---------- Given records ----------

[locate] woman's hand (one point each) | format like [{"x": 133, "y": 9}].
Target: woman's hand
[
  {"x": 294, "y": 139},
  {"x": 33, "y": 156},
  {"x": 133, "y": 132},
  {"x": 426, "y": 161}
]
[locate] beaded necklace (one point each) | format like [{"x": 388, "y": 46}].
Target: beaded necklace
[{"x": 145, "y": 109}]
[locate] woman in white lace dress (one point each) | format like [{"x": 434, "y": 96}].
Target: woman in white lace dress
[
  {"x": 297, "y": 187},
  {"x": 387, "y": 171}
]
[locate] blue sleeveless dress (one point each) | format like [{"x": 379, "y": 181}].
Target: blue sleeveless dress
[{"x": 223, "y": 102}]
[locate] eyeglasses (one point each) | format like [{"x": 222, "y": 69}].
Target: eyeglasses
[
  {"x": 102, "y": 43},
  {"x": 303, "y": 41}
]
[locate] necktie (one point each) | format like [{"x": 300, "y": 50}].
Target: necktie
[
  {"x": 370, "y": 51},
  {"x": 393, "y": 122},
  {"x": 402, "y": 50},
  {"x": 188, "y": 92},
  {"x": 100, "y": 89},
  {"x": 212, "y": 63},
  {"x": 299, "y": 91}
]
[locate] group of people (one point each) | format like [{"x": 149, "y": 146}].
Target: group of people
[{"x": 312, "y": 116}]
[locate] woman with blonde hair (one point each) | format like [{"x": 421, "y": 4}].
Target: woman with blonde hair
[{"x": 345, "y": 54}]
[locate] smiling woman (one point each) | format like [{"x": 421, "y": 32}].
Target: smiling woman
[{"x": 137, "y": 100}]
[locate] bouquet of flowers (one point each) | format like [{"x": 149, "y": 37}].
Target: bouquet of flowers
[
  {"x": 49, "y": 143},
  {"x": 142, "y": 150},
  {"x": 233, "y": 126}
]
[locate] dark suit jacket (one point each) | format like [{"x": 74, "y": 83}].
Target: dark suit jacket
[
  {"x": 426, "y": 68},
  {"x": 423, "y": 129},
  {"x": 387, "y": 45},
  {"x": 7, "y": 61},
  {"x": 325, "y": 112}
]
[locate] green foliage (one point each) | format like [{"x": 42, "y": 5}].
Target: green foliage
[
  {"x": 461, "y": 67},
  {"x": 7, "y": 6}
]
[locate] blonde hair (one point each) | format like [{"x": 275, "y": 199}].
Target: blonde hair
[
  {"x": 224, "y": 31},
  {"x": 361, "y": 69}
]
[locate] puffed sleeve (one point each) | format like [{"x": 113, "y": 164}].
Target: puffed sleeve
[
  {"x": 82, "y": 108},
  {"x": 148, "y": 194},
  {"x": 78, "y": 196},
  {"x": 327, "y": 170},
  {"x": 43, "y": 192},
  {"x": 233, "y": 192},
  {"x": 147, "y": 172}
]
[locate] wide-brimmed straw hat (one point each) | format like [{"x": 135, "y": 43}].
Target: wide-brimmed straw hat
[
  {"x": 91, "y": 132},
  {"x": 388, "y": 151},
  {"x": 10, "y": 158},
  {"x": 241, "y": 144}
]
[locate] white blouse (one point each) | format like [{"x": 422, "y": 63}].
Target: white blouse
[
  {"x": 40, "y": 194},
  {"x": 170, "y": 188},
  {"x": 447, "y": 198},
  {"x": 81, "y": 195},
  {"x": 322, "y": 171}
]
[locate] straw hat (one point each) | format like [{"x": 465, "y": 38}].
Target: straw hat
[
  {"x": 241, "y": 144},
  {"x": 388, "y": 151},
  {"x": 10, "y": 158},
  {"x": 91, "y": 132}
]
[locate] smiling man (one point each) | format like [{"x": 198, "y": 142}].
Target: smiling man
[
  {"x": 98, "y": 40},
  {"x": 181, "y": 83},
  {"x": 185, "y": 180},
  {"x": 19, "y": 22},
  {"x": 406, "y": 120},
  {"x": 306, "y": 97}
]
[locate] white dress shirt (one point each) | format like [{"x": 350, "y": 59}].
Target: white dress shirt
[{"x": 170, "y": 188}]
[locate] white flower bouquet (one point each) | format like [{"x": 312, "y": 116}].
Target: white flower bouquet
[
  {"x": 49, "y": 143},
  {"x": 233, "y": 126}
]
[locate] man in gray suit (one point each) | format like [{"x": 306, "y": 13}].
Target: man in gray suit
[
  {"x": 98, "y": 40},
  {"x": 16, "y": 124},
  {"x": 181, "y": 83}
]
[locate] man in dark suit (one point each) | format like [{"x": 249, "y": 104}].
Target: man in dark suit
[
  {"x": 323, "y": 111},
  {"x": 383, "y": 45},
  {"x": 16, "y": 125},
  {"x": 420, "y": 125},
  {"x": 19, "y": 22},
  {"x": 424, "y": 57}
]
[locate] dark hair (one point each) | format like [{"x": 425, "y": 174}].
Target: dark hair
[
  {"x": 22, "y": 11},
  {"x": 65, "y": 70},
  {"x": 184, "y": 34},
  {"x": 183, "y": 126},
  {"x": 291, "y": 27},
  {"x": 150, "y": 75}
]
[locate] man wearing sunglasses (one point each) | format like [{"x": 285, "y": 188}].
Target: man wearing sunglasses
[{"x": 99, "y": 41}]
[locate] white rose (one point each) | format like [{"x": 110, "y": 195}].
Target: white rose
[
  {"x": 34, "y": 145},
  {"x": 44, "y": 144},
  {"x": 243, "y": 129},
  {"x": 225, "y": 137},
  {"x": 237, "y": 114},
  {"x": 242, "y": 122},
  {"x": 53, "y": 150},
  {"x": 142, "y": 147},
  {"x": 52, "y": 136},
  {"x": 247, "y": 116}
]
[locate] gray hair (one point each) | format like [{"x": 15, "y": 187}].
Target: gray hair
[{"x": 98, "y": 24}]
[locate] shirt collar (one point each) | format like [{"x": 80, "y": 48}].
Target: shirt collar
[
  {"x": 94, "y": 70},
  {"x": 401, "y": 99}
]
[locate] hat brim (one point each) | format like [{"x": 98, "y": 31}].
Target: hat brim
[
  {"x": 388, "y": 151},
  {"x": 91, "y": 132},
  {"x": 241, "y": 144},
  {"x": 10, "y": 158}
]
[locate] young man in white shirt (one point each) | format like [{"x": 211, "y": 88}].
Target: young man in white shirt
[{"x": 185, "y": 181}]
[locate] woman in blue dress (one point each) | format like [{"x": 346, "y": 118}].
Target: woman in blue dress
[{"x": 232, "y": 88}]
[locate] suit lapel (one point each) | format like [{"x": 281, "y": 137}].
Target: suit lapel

----------

--- Task objective ---
Print the lines above from the one with "Target: wide-brimmed straw hat" through the one with "[locate] white blouse", both included, exactly as written and nothing more.

--- Result of the task ---
Target: wide-brimmed straw hat
[
  {"x": 91, "y": 132},
  {"x": 388, "y": 151},
  {"x": 10, "y": 158},
  {"x": 241, "y": 144}
]
[locate] white blouse (one point each) | format like [{"x": 422, "y": 63}].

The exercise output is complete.